[Start Source material]

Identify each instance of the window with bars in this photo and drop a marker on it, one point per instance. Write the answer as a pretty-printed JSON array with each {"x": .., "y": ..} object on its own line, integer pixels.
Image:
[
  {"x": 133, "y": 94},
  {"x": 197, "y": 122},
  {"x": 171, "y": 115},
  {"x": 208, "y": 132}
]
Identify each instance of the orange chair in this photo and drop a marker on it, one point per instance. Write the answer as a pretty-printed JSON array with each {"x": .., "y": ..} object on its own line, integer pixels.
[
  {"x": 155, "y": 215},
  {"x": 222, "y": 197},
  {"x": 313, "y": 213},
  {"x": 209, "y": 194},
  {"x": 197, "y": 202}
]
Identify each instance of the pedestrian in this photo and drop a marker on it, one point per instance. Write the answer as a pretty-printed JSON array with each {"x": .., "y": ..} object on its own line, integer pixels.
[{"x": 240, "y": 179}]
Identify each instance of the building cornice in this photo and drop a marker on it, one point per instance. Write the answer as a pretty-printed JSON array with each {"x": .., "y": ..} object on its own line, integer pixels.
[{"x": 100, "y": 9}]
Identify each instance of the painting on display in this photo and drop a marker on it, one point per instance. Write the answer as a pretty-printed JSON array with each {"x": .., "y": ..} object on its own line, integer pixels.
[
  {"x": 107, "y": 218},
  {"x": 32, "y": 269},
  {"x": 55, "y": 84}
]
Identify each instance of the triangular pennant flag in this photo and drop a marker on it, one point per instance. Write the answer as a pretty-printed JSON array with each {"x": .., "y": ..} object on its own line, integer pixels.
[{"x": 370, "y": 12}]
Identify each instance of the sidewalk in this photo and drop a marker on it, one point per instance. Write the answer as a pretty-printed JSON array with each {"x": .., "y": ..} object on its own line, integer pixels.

[End Source material]

Extract every line from the one containing "Identify each instance of the building" through the last line of the data, inclusive, exactly as written.

Identify each instance of the building cornice in this photo and drop a marker on it, one point per instance. Write the answer as a pretty-printed JSON array with each {"x": .., "y": ..} object on its own line, integer pixels.
[{"x": 100, "y": 9}]
Identify each instance of the painting on display in this photo and drop a marker on it, one point per instance. Write the answer as a pretty-printed JSON array with each {"x": .., "y": ..} object on its own line, integer pixels.
[
  {"x": 107, "y": 218},
  {"x": 32, "y": 269},
  {"x": 55, "y": 84}
]
Identify each instance of the triangular pennant flag in this photo and drop a marker on it, one point per instance. Write the answer as a pretty-printed JSON array with each {"x": .., "y": ..} object on its own line, integer pixels.
[{"x": 370, "y": 12}]
Identify each instance of the sidewalk in this photo and drop a marker on it, one point per instance. Write the answer as a pretty-printed JSON array with each {"x": .., "y": ..} object on its own line, integer pixels.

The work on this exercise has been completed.